Raw data Start Marker

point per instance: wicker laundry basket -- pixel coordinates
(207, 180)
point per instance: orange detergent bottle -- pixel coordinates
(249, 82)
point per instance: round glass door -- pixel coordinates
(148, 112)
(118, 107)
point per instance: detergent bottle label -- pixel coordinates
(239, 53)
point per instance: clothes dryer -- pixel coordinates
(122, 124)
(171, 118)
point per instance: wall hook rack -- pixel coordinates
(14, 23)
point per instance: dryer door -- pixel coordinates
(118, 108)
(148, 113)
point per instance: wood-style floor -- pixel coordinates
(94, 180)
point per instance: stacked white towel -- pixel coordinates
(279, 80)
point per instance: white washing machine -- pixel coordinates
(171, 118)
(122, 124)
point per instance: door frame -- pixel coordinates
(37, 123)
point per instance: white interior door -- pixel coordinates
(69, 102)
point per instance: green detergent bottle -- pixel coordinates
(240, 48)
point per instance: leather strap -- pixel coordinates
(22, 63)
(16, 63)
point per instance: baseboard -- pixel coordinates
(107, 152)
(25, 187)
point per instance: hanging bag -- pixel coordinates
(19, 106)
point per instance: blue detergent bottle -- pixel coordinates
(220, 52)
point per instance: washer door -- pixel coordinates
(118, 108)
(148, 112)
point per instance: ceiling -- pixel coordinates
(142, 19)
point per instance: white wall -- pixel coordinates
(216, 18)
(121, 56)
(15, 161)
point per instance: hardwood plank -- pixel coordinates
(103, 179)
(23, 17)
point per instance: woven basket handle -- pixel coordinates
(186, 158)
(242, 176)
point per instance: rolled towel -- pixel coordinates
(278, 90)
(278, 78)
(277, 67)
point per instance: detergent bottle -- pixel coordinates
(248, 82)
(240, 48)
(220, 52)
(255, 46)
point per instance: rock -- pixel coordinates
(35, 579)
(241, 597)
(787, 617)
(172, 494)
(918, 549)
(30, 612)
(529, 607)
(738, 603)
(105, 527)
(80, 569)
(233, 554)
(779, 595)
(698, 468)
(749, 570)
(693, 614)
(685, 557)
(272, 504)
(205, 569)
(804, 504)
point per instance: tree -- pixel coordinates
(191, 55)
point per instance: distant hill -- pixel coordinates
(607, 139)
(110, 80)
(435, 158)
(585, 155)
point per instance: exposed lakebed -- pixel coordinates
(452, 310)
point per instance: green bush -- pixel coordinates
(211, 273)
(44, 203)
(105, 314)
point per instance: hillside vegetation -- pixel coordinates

Raw data End Marker

# Directions
Copy the lines of the listing exactly. Skip none.

# Answer space
point per instance: wicker laundry basket -- pixel coordinates
(207, 180)
point per instance: orange detergent bottle -- pixel coordinates
(249, 82)
point per instance: round glass door -- pixel coordinates
(148, 112)
(118, 107)
point per instance: detergent bottle label -- pixel coordinates
(239, 53)
point per instance: clothes dryer -- pixel coordinates
(122, 124)
(171, 118)
point per instance: wall hook rack -- pixel coordinates
(14, 23)
point per instance: dryer door -- pixel coordinates
(118, 108)
(148, 113)
point per instance: wood-style floor -- pixel coordinates
(94, 180)
point per instance: stacked white towel -- pixel coordinates
(279, 80)
point per instance: white washing machine -- pixel coordinates
(171, 118)
(122, 124)
point per instance: door frame -- pixel coordinates
(37, 123)
point per instance: white interior door -- pixel coordinates
(69, 102)
point per instance: green detergent bottle -- pixel coordinates
(240, 48)
point per instance: leather strap -- pixel coordinates
(22, 63)
(16, 63)
point per instance: baseboard -- pixel coordinates
(107, 152)
(25, 187)
point per instance: hanging bag -- pixel coordinates
(19, 106)
point per instance: blue detergent bottle -- pixel coordinates
(220, 52)
point per instance: washer door -- pixel coordinates
(118, 108)
(148, 112)
point per instance: ceiling -- pixel coordinates
(142, 19)
point per instance: white wall -- pixel coordinates
(216, 18)
(121, 56)
(15, 161)
point per instance: hardwood plank -- pixel coordinates
(103, 179)
(23, 17)
point per instance: woven basket handle -- pixel coordinates
(186, 158)
(242, 176)
point per instance: rolled towel -- pixel coordinates
(278, 90)
(278, 78)
(277, 67)
point per instance: detergent bottle -- pixel coordinates
(248, 82)
(240, 48)
(220, 52)
(255, 46)
point per instance: rock -- pixel coordinates
(35, 579)
(241, 597)
(787, 617)
(172, 494)
(918, 549)
(30, 612)
(529, 607)
(738, 603)
(105, 527)
(80, 569)
(233, 554)
(779, 595)
(698, 468)
(749, 570)
(693, 614)
(685, 557)
(272, 504)
(205, 569)
(804, 504)
point per instance: tree -- pixel coordinates
(191, 55)
point per instance: distant hill -- pixel coordinates
(607, 139)
(110, 80)
(435, 158)
(585, 155)
point per instance: exposed lakebed -- pixel coordinates
(452, 310)
point per instance: green bush -- pixel coordinates
(211, 273)
(44, 203)
(105, 314)
point per instance: hillside vegetation -- pixel coordinates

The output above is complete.